Your goal:
Write out the listing below in full and exactly, leaving out every picture.
——
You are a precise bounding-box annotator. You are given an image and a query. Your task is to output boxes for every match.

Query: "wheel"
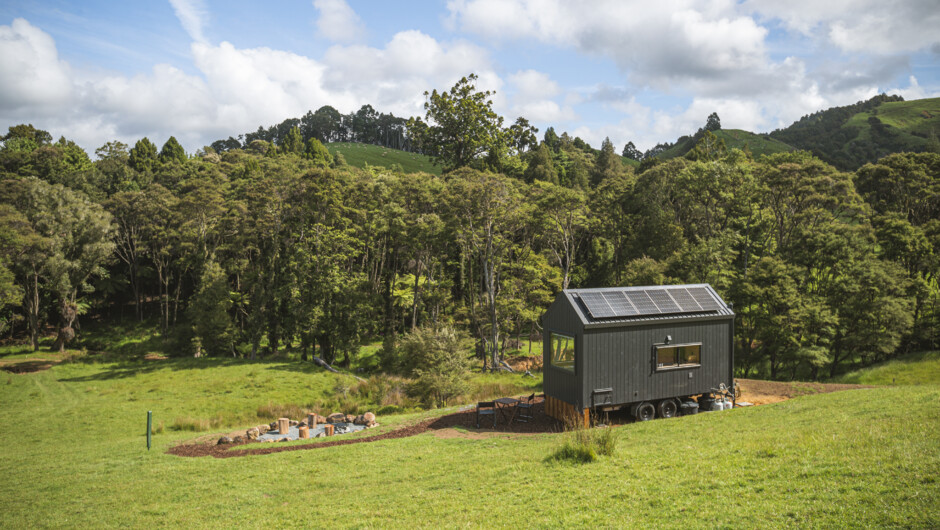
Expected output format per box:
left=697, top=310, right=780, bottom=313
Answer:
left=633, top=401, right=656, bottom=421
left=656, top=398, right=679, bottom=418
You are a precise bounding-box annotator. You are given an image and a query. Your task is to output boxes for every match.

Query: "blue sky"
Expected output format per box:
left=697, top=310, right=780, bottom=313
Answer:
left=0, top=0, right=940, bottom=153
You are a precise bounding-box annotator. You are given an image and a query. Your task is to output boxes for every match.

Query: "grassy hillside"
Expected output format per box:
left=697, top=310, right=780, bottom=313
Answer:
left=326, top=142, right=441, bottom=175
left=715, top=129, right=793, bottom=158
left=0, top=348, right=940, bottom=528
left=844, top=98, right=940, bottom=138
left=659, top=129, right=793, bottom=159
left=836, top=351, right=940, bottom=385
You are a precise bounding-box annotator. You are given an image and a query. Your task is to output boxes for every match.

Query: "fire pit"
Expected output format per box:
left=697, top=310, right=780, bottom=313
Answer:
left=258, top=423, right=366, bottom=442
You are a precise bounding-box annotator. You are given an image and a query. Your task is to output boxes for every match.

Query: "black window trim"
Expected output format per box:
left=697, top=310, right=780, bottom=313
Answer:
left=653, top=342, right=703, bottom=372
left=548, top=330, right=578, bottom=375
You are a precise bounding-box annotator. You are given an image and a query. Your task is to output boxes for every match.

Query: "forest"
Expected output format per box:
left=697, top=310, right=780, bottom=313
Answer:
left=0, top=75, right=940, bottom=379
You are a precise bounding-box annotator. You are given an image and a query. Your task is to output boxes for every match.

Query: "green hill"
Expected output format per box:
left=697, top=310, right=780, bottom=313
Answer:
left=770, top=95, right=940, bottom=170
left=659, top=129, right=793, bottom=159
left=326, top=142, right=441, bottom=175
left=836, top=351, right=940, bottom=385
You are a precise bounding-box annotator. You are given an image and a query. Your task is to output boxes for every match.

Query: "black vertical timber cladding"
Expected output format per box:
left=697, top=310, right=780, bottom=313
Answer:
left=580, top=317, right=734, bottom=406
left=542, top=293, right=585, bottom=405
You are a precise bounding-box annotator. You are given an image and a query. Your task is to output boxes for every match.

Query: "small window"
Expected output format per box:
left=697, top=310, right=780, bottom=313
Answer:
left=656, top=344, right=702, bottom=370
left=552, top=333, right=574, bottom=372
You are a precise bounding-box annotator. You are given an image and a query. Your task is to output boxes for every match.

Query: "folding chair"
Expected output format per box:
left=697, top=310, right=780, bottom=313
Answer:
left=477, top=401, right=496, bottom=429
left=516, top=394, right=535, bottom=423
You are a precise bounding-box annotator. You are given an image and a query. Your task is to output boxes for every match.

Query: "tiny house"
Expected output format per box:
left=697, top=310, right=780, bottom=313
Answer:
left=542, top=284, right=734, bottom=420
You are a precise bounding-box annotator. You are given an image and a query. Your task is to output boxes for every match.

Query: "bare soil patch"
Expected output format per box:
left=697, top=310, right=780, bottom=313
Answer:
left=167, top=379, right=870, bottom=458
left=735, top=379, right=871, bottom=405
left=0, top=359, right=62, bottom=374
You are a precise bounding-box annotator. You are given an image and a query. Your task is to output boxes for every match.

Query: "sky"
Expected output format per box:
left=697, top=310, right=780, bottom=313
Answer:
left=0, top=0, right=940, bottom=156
——
Final result:
You are a precise bounding-box annotator. You are given an image and a query. Your task is to output boxes for every match.

Query: "wheel"
Expected output format per box:
left=697, top=310, right=780, bottom=313
Answer:
left=633, top=401, right=656, bottom=421
left=656, top=398, right=679, bottom=418
You are a precise bounding-box annotator. You are given an image and a query. Your task is to output boxes for every match.

Query: "blue sky"
Expected output format per box:
left=697, top=310, right=780, bottom=313
Answer:
left=0, top=0, right=940, bottom=153
You are a precise bounding-box annotator. You are given an image and a query. Your task is to output boxes for every match.

Query: "grassy hillside"
Expected output format per box:
left=697, top=310, right=780, bottom=313
Answer:
left=326, top=142, right=441, bottom=175
left=715, top=129, right=793, bottom=158
left=0, top=348, right=940, bottom=528
left=844, top=98, right=940, bottom=138
left=659, top=129, right=793, bottom=159
left=836, top=351, right=940, bottom=385
You are a precise bounding-box annotator. You are given an image and a query. Your task is to output boxes for every match.

Query: "fire pit"
Expected output format per box:
left=697, top=310, right=780, bottom=313
Answer:
left=258, top=423, right=366, bottom=442
You are a precise bounding-box annotator. You are given an image and a query. Your task is to output boxes for every match.

Query: "black window trim"
Expected output format per box:
left=697, top=310, right=780, bottom=313
Answer:
left=653, top=342, right=703, bottom=372
left=548, top=330, right=578, bottom=375
You are a precise bounding-box annotator. You are given an image and a query. Your task is to output boxes for every match.

Query: "forest"
Expected output format per box:
left=697, top=310, right=780, bottom=313
Answer:
left=0, top=75, right=940, bottom=379
You are a precise bounding-box annotator. You are given an image and a query. Your task is to output boxes for every match.

Query: "green hill"
Expected output format per box:
left=697, top=310, right=780, bottom=313
Answer:
left=770, top=95, right=940, bottom=170
left=659, top=129, right=793, bottom=159
left=326, top=142, right=441, bottom=175
left=836, top=351, right=940, bottom=385
You are a precise bounding-box annotator. You are given an image and a query. Your task is to output boxes for every match.

Query: "black vertical timber cladding"
Expected output format per box:
left=697, top=310, right=780, bottom=313
Answer:
left=580, top=317, right=734, bottom=406
left=542, top=293, right=585, bottom=405
You are a precise bounding-box annotator. You are given an image and a query. Your task is to output boxes for every match.

Query: "small window"
Expected output format per box:
left=697, top=310, right=780, bottom=313
Answer:
left=656, top=344, right=702, bottom=370
left=552, top=333, right=574, bottom=372
You are a precise bounding-box annotator. You are given an image and a query. Your task is to output boxes for every match.

Query: "folding chair"
Expected output format per box:
left=697, top=310, right=780, bottom=313
Answer:
left=477, top=401, right=496, bottom=429
left=516, top=394, right=535, bottom=423
You are a precise bounding-box annotator. You are given an image and a query. Your task is to output boxes for every match.

Query: "tiny house"
Expected output format per box:
left=697, top=310, right=780, bottom=313
Answer:
left=542, top=284, right=734, bottom=420
You are a precise bounding-box annotator. You are given an image and a query. Your task is to output boxes for every match.

Query: "bare soil patch"
Expected output format per box:
left=697, top=310, right=780, bottom=313
Answer:
left=167, top=379, right=870, bottom=458
left=735, top=379, right=871, bottom=405
left=0, top=359, right=62, bottom=374
You are a precise bounding-box annotator. You are given an image and a query. Your task is to output boxes for every match.

Query: "sky"
Expected output format per box:
left=697, top=310, right=780, bottom=313
Answer:
left=0, top=0, right=940, bottom=156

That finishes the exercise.